** Source extract **
++++++++

# Broken Arrow



## KineKilla (Jan 28, 2011)

Ok, so I bought my first bow on Friday and spent a good deal of time shooting in the backyard this weekend. I started the weekend with 6 arrows (Cabela's Extreme Stalker) and 100gr. field tips.

I have now put 4 arrows out of commission. 2 by missing and hitting my rock wall, two more by missing and going through the vinyl fence. 

At this rate, I will be out of arrows by the end of the day on Tuesday. I am still trying to wrap my head around all the Spine, Gr. weights, shaft construction, nocks, inserts, vanes, etc.... so I don't feel like I can just run out and get any arrow I want and I don't really want to drive to Lehi every time I need arrows.

So, does anyone here have a good recommendation on where I can get more arrows and preferably some good education on the subject so I can make heads or tails of it all? 

Also, I obviously need a backstop. What is everyone using? I saw the horse stall mat ones on YouTube and am leaning that way, anyone ever actually used one of those and are the arrows as hard to remove as I fear they'll be?

Thanks for any info you seasoned archers can provide. I want to enjoy this sport and look forward to becoming quite skilled with the bow but at $10-15 per shot I may not be able to practice like I was hoping.


----------



## Baron83 (May 24, 2016)

Hay bails work good for back stops if you can find them. Did you have your bow setup and tuned when you bought it?

++++++++

** Given instruction 1 **
Extract every line of the rows that contains the string "hedge", treating uppercase and lowercase as different.
The rows have nothing to do with the archery forum thread.

** Extracted records **

++++++++

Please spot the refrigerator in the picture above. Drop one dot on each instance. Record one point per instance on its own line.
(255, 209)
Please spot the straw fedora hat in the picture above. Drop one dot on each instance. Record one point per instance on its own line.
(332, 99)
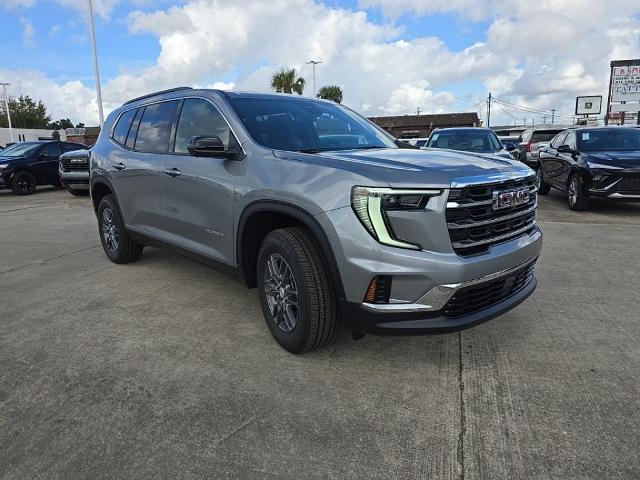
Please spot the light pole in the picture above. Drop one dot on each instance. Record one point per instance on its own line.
(6, 105)
(314, 63)
(95, 62)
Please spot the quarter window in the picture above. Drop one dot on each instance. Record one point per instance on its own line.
(200, 118)
(154, 131)
(122, 126)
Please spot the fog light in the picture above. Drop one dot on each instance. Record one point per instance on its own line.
(379, 290)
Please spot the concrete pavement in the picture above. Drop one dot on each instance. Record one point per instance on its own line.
(164, 368)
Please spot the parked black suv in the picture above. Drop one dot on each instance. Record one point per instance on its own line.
(593, 162)
(25, 165)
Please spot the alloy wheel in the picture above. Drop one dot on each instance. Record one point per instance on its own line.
(109, 230)
(573, 191)
(281, 292)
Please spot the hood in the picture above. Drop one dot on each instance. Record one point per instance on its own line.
(613, 158)
(411, 168)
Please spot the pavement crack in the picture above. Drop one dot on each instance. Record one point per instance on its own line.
(45, 260)
(463, 414)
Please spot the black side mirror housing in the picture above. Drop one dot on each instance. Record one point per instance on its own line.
(565, 149)
(509, 146)
(202, 146)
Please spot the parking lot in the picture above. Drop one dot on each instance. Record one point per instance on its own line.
(165, 368)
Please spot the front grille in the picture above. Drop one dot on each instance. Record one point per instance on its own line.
(478, 297)
(67, 166)
(630, 184)
(474, 225)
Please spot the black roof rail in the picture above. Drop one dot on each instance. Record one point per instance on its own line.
(161, 92)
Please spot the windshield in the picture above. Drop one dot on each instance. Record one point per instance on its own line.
(609, 139)
(19, 149)
(468, 140)
(306, 125)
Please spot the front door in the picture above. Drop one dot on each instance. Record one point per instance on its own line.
(198, 191)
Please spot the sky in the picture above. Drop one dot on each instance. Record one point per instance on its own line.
(390, 57)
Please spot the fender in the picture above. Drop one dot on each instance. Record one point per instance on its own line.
(303, 217)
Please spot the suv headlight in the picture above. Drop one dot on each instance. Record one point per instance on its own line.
(370, 205)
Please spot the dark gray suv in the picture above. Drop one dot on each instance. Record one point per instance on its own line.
(322, 211)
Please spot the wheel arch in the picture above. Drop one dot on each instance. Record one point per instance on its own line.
(260, 218)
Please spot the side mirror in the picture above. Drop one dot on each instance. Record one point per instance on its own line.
(209, 147)
(565, 149)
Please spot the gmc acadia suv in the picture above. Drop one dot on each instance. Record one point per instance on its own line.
(319, 209)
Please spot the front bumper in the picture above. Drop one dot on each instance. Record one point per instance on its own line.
(358, 318)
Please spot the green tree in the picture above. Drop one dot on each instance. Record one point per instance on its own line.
(26, 113)
(61, 124)
(284, 80)
(331, 92)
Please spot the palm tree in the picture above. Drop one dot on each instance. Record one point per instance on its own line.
(284, 80)
(331, 92)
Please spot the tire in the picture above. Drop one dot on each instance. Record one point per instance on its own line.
(577, 197)
(117, 244)
(78, 193)
(311, 322)
(543, 187)
(23, 183)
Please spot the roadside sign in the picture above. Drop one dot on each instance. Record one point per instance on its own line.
(589, 105)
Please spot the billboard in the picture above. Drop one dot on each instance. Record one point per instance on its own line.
(624, 91)
(589, 105)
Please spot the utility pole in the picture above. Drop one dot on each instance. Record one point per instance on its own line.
(314, 63)
(92, 31)
(6, 105)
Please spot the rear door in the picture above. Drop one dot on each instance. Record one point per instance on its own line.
(46, 166)
(137, 168)
(550, 160)
(198, 191)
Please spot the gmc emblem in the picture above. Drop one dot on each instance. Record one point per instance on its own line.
(512, 198)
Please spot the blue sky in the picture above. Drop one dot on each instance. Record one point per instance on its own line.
(389, 56)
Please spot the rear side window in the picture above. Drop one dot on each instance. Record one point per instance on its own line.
(558, 140)
(200, 118)
(121, 129)
(544, 135)
(154, 131)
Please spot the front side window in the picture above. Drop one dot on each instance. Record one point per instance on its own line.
(306, 125)
(200, 118)
(154, 131)
(612, 138)
(121, 129)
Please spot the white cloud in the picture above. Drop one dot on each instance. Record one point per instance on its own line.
(27, 33)
(539, 58)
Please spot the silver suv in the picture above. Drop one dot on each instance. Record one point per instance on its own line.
(326, 214)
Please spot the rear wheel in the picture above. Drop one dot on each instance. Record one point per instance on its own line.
(24, 183)
(296, 294)
(543, 187)
(577, 197)
(117, 244)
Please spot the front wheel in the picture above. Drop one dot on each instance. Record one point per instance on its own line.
(117, 244)
(296, 293)
(577, 197)
(543, 187)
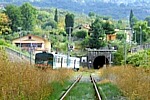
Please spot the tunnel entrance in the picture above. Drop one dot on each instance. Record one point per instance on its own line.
(100, 61)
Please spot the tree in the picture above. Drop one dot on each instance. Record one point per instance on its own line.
(148, 20)
(14, 14)
(4, 24)
(29, 16)
(51, 24)
(96, 39)
(69, 22)
(131, 19)
(56, 16)
(108, 27)
(141, 32)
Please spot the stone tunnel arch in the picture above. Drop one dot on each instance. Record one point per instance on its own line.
(100, 61)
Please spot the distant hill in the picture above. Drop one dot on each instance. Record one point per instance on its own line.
(117, 9)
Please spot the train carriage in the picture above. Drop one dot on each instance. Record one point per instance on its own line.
(54, 61)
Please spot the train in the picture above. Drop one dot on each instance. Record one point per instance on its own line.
(51, 60)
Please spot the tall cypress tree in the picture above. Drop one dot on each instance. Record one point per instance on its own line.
(131, 21)
(69, 22)
(96, 39)
(56, 16)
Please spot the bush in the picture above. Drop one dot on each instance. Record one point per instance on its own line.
(20, 81)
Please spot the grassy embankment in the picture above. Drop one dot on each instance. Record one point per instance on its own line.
(134, 82)
(20, 81)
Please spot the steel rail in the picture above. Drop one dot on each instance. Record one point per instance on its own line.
(95, 87)
(77, 80)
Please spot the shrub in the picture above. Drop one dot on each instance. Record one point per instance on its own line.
(21, 81)
(134, 82)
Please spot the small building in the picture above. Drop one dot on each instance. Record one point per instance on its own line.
(32, 42)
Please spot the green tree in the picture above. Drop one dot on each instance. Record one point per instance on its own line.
(81, 34)
(91, 14)
(29, 16)
(51, 24)
(108, 27)
(131, 21)
(96, 39)
(56, 16)
(14, 14)
(141, 32)
(148, 20)
(69, 22)
(4, 24)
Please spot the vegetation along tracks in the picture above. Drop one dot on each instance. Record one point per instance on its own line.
(83, 88)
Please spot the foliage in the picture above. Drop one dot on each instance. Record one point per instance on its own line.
(120, 35)
(109, 90)
(69, 23)
(141, 31)
(27, 82)
(139, 59)
(4, 24)
(49, 25)
(131, 19)
(133, 82)
(96, 38)
(56, 16)
(14, 14)
(108, 27)
(28, 16)
(118, 56)
(81, 34)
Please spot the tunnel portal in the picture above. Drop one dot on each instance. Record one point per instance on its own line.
(100, 61)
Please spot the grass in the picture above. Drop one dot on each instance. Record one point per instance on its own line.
(57, 89)
(82, 91)
(134, 82)
(20, 81)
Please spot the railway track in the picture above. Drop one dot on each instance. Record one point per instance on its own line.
(90, 80)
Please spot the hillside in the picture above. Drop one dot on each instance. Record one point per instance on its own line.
(117, 9)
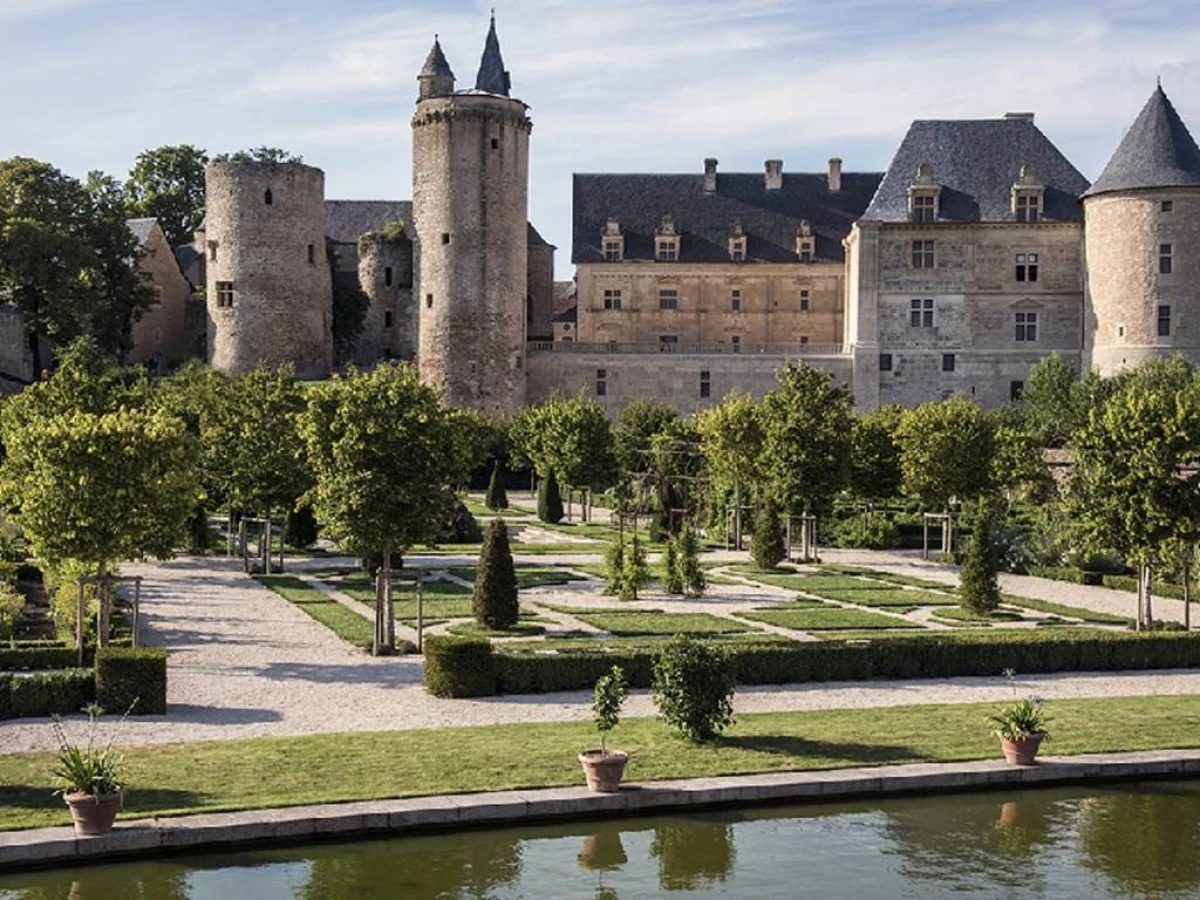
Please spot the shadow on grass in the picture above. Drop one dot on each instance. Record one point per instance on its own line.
(841, 751)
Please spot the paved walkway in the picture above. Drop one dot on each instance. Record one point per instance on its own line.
(245, 663)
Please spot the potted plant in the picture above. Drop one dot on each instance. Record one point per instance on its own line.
(1020, 727)
(604, 767)
(89, 778)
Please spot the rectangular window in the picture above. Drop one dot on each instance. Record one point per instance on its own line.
(923, 255)
(1164, 321)
(924, 207)
(922, 313)
(1029, 208)
(1026, 267)
(1026, 327)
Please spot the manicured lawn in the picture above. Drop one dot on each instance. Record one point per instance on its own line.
(330, 613)
(637, 623)
(827, 619)
(889, 597)
(210, 777)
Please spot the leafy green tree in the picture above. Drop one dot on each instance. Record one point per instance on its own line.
(767, 545)
(550, 501)
(807, 423)
(978, 588)
(383, 455)
(946, 450)
(495, 600)
(167, 184)
(497, 498)
(100, 487)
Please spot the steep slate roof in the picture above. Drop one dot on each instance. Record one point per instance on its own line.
(1157, 151)
(705, 221)
(346, 221)
(976, 163)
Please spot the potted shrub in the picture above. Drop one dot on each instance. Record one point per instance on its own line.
(89, 778)
(1020, 727)
(604, 767)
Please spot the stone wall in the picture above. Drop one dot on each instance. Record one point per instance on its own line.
(471, 173)
(274, 255)
(1125, 286)
(676, 378)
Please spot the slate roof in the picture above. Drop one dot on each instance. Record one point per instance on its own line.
(346, 221)
(1157, 151)
(705, 221)
(141, 228)
(976, 163)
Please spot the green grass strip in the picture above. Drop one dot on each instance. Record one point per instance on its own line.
(264, 773)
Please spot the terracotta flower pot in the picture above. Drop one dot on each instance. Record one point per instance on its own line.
(604, 769)
(94, 815)
(1023, 750)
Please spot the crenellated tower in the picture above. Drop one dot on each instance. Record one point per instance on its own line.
(471, 178)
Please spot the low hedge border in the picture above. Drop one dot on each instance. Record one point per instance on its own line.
(132, 678)
(65, 691)
(463, 672)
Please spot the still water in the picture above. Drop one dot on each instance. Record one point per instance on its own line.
(1123, 841)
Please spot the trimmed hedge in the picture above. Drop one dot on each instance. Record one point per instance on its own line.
(529, 671)
(132, 677)
(460, 667)
(65, 691)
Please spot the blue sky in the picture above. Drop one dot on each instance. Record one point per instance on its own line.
(615, 85)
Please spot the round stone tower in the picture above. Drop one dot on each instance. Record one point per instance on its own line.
(471, 174)
(269, 288)
(1141, 227)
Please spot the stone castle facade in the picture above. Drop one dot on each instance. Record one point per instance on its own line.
(979, 252)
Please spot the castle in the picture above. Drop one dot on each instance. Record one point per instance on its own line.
(978, 252)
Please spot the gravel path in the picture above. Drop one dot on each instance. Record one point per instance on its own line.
(245, 663)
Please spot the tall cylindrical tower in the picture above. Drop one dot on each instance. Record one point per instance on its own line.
(269, 289)
(471, 173)
(1141, 227)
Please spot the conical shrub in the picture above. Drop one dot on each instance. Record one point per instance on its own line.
(495, 600)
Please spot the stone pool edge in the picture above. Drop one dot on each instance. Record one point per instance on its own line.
(45, 847)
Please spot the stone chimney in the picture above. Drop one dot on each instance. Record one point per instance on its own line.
(774, 179)
(834, 174)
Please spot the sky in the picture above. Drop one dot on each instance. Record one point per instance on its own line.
(613, 85)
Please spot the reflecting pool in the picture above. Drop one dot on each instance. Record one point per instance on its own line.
(1116, 841)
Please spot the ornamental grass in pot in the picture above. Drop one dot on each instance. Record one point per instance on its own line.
(89, 778)
(604, 768)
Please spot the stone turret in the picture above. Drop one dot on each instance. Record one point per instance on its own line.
(471, 175)
(268, 282)
(1143, 245)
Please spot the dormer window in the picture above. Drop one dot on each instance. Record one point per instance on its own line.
(666, 241)
(924, 196)
(738, 244)
(1027, 196)
(612, 241)
(805, 243)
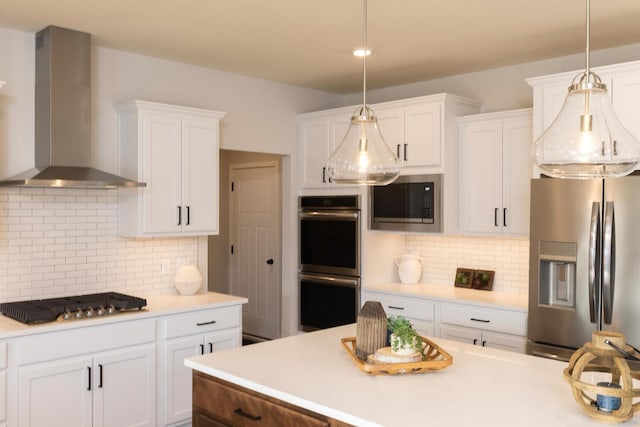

++++++++

** Given instruction 2 **
According to the archery forum thread, how many arrows did KineKilla start the weekend with?

** Task solution 1 **
Please spot the low hedge border in the picture above. Drop one dot on each instance. Record one point per instance on its own line.
Please spot the trimmed hedge in the picture above. Drop one dot on each instance. Record one point per instance on its own line.

** Task solution 2 **
Six arrows.